▶ _THE TASK_:
Locate each line in the records below that contains the word "dark", and copy those lines.

▶ _DATA FOR THIS TASK_:
--
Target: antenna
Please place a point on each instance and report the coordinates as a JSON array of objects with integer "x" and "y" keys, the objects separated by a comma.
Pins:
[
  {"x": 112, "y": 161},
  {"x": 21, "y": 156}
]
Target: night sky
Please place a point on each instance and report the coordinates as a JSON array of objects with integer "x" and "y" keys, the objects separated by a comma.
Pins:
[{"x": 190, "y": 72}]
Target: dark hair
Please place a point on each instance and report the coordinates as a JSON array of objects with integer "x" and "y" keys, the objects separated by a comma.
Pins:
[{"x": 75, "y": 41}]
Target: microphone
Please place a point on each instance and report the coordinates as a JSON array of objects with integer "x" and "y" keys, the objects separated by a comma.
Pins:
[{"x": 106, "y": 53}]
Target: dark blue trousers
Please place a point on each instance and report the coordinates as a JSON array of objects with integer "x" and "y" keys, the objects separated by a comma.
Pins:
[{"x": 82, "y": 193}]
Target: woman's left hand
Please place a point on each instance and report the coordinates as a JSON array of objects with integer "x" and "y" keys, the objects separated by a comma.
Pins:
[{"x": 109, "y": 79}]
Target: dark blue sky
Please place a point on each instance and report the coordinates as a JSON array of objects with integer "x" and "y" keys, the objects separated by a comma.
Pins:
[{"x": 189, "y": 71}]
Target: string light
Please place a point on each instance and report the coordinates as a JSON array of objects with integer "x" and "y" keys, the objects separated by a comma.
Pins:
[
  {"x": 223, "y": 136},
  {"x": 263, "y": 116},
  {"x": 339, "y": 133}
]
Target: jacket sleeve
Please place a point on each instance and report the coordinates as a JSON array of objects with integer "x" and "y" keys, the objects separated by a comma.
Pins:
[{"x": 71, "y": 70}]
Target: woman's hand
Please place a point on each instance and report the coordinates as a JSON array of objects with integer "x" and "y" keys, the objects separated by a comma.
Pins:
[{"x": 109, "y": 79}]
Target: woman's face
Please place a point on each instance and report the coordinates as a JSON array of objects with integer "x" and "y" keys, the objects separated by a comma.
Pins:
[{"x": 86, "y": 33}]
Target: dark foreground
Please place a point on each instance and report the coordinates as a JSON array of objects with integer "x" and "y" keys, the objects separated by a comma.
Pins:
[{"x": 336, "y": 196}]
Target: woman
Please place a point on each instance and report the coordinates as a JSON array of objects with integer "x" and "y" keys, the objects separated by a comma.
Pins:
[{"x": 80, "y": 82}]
--
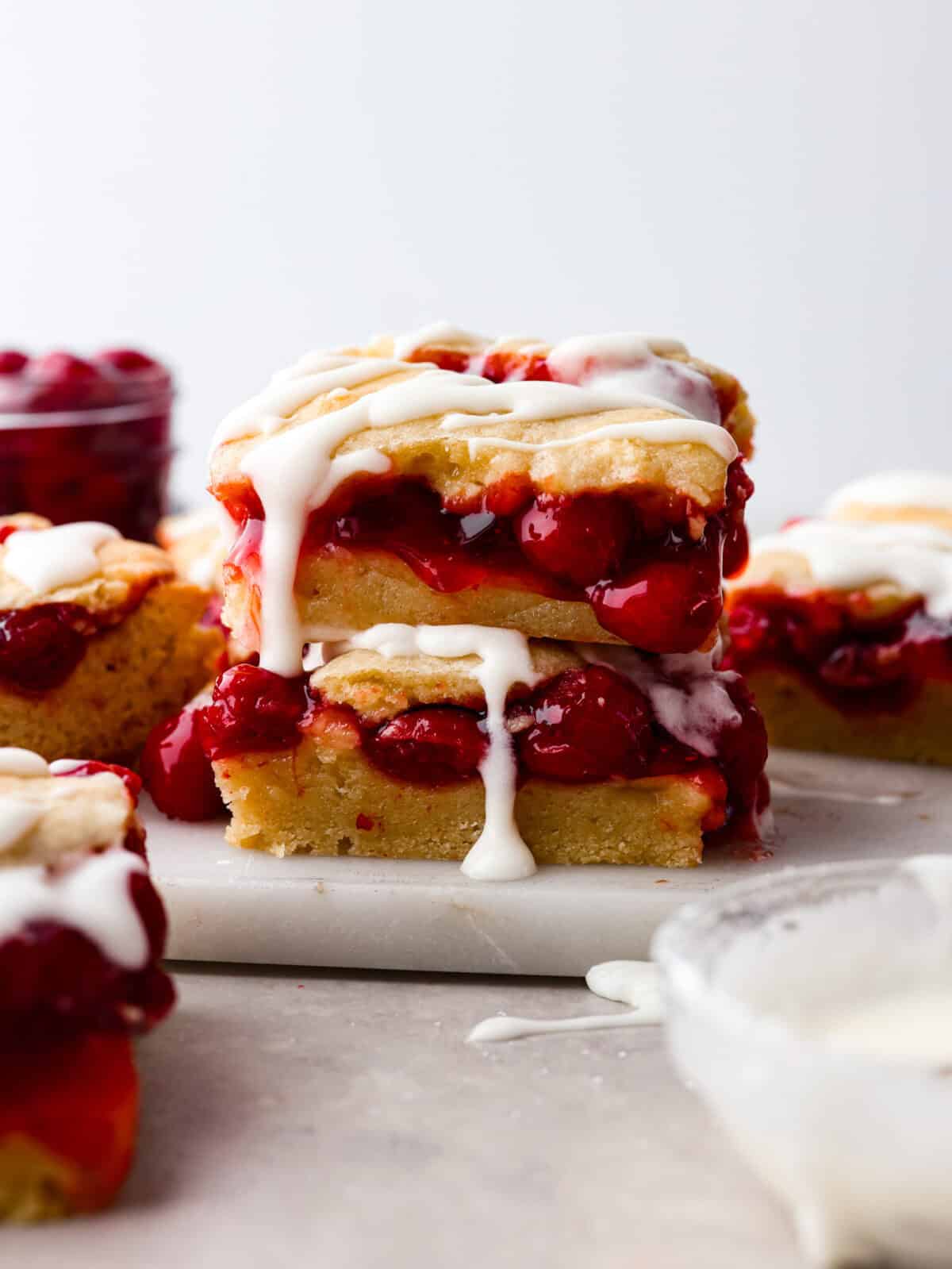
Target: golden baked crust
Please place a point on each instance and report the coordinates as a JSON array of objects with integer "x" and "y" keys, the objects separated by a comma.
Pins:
--
▶ _REPLY_:
Target: dark hair
Target: dark blue trousers
Target: dark blue sky
Target: dark foreground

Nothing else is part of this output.